:: 課題 ::
以下の文書抜粋のうち、「都内某所で「スピリチュアル科学セミナー」というのがあり、顔出してみました。」から「その内容は全くのナンセンス。」に至るまでの全文を、改変せずにそのまま書き写すこと。

:: 文書抜粋 ::
都内某所で「スピリチュアル科学セミナー」というのがあり、顔出してみました。

跋扈するエセ量子力学

今だったら絶対行かないでしょう(笑)。

当時はまだスピリチュアルという言葉にも今ほどのアレルギーはなく、「怪しさ」は感じつつも参加してみることに。

まあそしたら案の定ですわ、中身はデタラメのてんこ盛り。

どうやったら願いがかなう幸せな人生をゲットできるかを「量子力学」に紐づけて、数式すら駆使して説明するわけですが、その内容は全くのナンセンス。

その数式とやらも、10次元の話をしているはずなのになぜか4次元。

4次元の式であることにすら気付いてない。

積分変数のこの部分が神社でこの部分がお寺、とかいやはや何とも‥。

当人が自分はブルーバックス(講談社)で勉強したと言いますが、ブルーバックスは各分野の専門家が分かりやすく書いた一般向けの啓蒙書。

専門知識を必要とせず読み進められるという方針上、ある程度以上の厳密さを犠牲にした分読みやすくはある。

ただ、端折られた厳密性の分、どうしても読み下しに任意性が生じる。

物理学にとっては言語として使いこなされている数式もなるべく使わず通常言語(日本語)で表現されるから、なおさらこの任意性が大きくなる。

そこに、金儲けしたいエセ科学者どもは付け入るわけですなぁ。

我田引水、都合の良い解釈で持論を展開。

:: 提供データ ::

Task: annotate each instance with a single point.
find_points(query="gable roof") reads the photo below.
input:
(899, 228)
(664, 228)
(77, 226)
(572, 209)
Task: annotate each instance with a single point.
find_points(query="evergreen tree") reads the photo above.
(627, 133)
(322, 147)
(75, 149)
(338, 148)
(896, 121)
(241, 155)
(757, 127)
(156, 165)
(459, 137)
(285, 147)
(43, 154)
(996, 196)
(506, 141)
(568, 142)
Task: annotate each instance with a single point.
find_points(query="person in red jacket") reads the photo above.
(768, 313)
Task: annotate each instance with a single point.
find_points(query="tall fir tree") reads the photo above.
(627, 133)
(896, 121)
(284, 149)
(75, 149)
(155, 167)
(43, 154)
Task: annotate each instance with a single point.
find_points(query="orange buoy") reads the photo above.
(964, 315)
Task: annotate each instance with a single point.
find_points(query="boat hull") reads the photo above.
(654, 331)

:: 解答 ::
都内某所で「スピリチュアル科学セミナー」というのがあり、顔出してみました。

跋扈するエセ量子力学

今だったら絶対行かないでしょう(笑)。

当時はまだスピリチュアルという言葉にも今ほどのアレルギーはなく、「怪しさ」は感じつつも参加してみることに。

まあそしたら案の定ですわ、中身はデタラメのてんこ盛り。

どうやったら願いがかなう幸せな人生をゲットできるかを「量子力学」に紐づけて、数式すら駆使して説明するわけですが、その内容は全くのナンセンス。